# [WHAT THE TASK ASKS]
Copy out the rows below verbatim, starting at the line that contains "Pinpoint beige curtain" and ending with the line that contains "[[973, 4, 1000, 528], [844, 22, 915, 528]]", both included.

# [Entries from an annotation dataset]
"""

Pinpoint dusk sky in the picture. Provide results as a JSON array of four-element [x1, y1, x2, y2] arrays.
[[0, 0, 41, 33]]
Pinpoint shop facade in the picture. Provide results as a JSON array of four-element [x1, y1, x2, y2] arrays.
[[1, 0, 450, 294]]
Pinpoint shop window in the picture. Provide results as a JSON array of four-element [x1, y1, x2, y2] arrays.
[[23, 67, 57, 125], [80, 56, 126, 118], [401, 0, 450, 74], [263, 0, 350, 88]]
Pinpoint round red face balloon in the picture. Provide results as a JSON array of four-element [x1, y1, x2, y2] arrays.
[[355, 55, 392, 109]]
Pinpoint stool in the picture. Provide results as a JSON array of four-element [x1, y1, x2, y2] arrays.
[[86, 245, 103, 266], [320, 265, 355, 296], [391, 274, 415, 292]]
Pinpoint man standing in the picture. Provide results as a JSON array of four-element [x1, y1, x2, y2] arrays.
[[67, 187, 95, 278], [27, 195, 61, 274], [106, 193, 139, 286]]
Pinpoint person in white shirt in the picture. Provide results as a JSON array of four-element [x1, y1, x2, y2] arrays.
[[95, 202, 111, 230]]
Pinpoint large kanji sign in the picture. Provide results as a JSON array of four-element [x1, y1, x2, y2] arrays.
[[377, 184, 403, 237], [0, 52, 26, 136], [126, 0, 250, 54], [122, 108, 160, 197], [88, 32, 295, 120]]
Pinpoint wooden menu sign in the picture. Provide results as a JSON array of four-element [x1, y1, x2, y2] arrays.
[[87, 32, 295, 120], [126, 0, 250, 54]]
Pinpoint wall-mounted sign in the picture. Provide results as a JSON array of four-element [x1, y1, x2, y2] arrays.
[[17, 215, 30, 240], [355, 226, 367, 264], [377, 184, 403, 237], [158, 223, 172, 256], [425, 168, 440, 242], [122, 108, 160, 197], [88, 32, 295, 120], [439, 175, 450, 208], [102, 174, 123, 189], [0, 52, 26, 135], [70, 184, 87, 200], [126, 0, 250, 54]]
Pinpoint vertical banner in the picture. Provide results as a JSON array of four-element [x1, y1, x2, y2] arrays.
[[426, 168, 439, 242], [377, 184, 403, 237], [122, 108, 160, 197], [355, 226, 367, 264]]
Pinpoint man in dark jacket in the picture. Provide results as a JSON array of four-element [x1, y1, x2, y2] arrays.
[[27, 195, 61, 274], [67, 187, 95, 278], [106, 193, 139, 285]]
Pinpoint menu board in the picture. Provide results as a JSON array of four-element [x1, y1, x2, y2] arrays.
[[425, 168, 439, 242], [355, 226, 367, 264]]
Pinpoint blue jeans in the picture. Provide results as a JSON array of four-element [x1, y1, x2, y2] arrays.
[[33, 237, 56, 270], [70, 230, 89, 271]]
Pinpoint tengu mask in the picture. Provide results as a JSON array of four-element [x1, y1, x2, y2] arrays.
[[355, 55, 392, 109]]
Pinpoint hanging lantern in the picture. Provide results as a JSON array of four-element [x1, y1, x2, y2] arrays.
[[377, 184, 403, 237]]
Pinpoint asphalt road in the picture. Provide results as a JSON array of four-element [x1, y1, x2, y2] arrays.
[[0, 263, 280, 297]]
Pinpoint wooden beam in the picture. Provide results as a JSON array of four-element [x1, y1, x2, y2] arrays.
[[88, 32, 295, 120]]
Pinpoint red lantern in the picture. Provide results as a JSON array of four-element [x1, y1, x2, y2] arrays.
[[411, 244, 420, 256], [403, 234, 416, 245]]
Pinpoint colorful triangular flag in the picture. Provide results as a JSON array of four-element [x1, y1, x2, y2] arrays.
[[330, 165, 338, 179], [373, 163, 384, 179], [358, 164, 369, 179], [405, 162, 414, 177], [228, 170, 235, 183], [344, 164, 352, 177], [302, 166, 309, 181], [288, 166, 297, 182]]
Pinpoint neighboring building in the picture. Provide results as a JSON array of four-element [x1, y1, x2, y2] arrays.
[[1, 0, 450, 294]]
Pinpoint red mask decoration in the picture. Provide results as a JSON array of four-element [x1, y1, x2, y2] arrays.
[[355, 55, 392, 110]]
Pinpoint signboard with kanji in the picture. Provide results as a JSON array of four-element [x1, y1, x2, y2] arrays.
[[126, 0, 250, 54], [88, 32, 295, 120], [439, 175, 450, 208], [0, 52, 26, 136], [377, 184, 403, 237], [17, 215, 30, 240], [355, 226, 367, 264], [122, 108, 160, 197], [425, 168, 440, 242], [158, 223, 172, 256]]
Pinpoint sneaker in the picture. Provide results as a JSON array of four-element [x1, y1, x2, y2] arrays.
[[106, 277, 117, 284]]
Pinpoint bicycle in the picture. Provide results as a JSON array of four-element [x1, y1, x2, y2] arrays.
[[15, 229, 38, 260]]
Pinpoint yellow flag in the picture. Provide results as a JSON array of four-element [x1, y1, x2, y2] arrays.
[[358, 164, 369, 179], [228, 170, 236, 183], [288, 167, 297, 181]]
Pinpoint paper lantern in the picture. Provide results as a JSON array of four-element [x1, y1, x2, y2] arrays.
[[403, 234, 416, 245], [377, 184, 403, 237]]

"""
"""

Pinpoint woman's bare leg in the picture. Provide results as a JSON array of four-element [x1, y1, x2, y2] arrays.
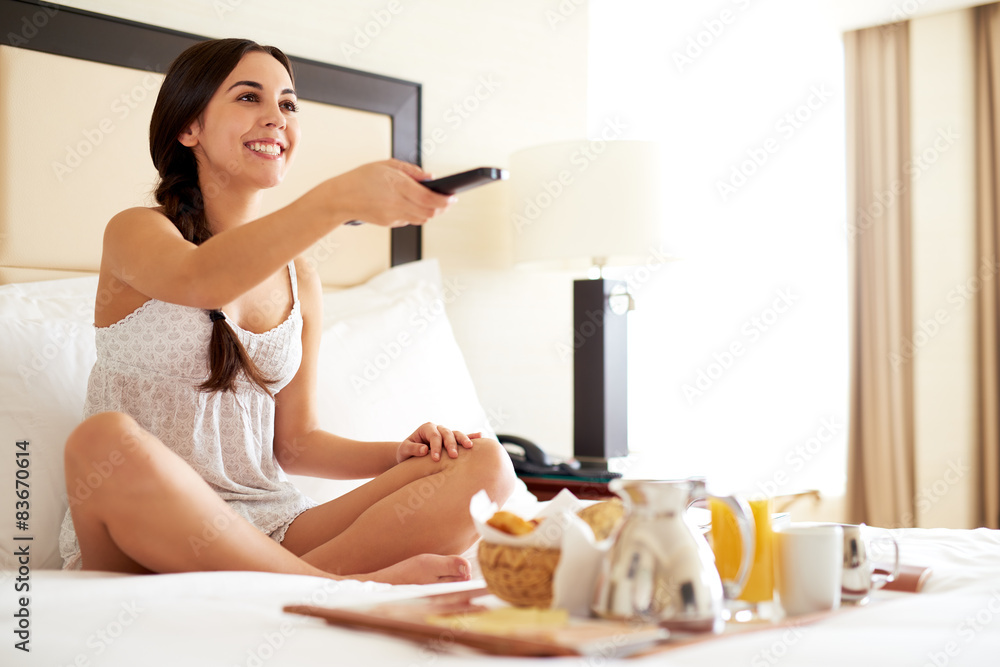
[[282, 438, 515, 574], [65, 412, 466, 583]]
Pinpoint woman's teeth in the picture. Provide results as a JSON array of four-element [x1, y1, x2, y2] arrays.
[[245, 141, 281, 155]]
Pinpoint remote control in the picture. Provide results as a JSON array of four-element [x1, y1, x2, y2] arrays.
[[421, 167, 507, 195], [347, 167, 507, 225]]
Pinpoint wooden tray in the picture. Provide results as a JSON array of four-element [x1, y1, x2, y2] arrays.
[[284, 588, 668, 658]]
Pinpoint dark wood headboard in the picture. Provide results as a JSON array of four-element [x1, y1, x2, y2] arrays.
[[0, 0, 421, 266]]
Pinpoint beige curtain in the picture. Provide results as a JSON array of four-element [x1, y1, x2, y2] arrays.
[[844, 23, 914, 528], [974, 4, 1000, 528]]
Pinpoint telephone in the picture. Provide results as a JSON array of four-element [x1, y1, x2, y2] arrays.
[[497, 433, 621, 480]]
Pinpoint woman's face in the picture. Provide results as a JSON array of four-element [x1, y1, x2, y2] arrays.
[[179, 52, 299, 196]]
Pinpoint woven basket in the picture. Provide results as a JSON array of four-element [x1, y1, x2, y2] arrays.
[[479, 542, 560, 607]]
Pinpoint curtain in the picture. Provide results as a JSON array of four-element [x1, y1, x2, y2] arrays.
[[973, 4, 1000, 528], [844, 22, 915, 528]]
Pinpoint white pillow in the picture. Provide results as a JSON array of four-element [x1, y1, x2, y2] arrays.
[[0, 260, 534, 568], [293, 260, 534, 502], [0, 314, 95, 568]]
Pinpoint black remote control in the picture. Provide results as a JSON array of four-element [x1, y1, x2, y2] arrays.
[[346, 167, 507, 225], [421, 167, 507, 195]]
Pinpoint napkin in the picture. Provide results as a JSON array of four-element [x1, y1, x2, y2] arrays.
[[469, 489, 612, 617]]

"""

# [EXERCISE ANSWER]
Pinpoint beige curtain in the picture. Provide results as a JSON array of four-element [x1, y1, x2, y2] arrays.
[[844, 23, 914, 528], [974, 4, 1000, 528]]
Pinpoint telephone in the picture. Provide results as a JSON array of four-element [x1, y1, x2, y2] arrays.
[[497, 433, 621, 480]]
Pinpoint woman's face in the picture. Provide results as a JSON array of four-element [x1, y1, x2, y2] arrays.
[[179, 52, 299, 196]]
Pinpoint woven basket in the picture. Provide results as a JSON array of four-element [x1, y1, x2, y2] arrays.
[[479, 542, 560, 607]]
Pinpoint curtain in the picture. Provide results as a JSON array of four-element [x1, y1, x2, y2] arrays.
[[973, 4, 1000, 528], [844, 22, 915, 528]]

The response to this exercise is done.